> **EXERCISE**:
Output exactly the lines from the one holding "Phrase: red painted plaster" through the final line of the entries.

-- GIVEN RECORDS follows --

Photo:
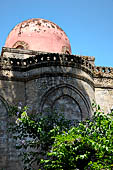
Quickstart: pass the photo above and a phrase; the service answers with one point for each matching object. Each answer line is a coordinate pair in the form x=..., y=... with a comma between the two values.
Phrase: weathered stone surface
x=66, y=83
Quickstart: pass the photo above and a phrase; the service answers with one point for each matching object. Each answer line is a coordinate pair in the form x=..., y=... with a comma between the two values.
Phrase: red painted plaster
x=40, y=35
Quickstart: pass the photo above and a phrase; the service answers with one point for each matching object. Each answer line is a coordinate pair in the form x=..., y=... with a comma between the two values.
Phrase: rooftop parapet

-- GIVEN RECORDS concluded --

> **TASK OUTPUT**:
Phrase: red painted plaster
x=40, y=35
Quickstart: pass the photo above and a phrase; the service answers with one point for each matching object. Each answer line is a coordinate pair in the form x=..., y=... with a comma between the two values.
Phrase: rooftop parapet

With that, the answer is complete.